[PAGE TEXT — start]
Professor Darryl Eyles has built on past research out of his laboratory at the Queensland Brain Institute linking maternal vitamin D deficiency and brain development disorders, such as schizophrenia, to understand the functional changes taking place in the brain.

Schizophrenia is associated with many developmental risk factors, both genetic and environmental. While the precise neurological causes of the disorder are unknown, what is known is that schizophrenia is associated with a pronounced change in the way the brain uses dopamine, the neurotransmitter often referred to as the brain’s ‘reward molecule’.

Professor Eyles has followed the mechanisms that might relate to abnormal dopamine release and discovered that maternal vitamin D deficiency affects the early development and later differentiation of dopaminergic neurons.

The team at the Queensland Brain Institute developed dopamine-like cells to replicate the process of differentiation into early dopaminergic neurons that usually takes place during embryonic development.

They cultured the neurons both in the presence and absence of the active vitamin D hormone. In three different model systems they showed dopamine neurite outgrowth was markedly increased. They then showed alterations in the distribution of presynaptic proteins responsible for dopamine release within these neurites.

“What we found was the altered differentiation process in the presence of vitamin D not only makes the cells grow differently, but recruits machinery to release dopamine differently,” Professor Eyles said.
[PAGE TEXT — finish]
[MATERIAL PROVIDED — start]
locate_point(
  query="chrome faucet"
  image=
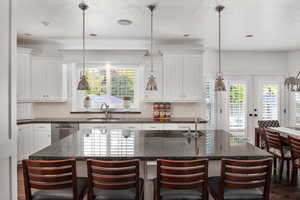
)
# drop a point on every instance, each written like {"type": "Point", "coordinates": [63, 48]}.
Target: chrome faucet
{"type": "Point", "coordinates": [105, 108]}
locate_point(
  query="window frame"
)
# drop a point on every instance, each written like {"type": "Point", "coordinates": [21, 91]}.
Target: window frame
{"type": "Point", "coordinates": [77, 106]}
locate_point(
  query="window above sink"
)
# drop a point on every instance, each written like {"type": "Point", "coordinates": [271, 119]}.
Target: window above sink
{"type": "Point", "coordinates": [109, 83]}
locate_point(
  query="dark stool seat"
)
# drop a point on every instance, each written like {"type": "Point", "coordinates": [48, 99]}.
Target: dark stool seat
{"type": "Point", "coordinates": [53, 180]}
{"type": "Point", "coordinates": [181, 180]}
{"type": "Point", "coordinates": [62, 194]}
{"type": "Point", "coordinates": [188, 194]}
{"type": "Point", "coordinates": [234, 194]}
{"type": "Point", "coordinates": [242, 180]}
{"type": "Point", "coordinates": [115, 180]}
{"type": "Point", "coordinates": [127, 194]}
[MATERIAL PROVIDED — finish]
• WHAT THIS TASK INVOLVES
For each statement below, decide whether it agrees with the passage on vitamin D and brain development above. Answer yes or no, and quote the words of the passage that decide it.
1. The precise neurological causes of schizophrenia are known.
2. The neurons were cultured both with and without the active vitamin D hormone.
3. Dopamine neurite outgrowth was markedly increased in three different model systems.

• SOLUTION
1. No: "While the precise neurological causes of the disorder are unknown"
2. Yes: "They cultured the neurons both in the presence and absence of the active vitamin D hormone."
3. Yes: "In three different model systems they showed dopamine neurite outgrowth was markedly increased."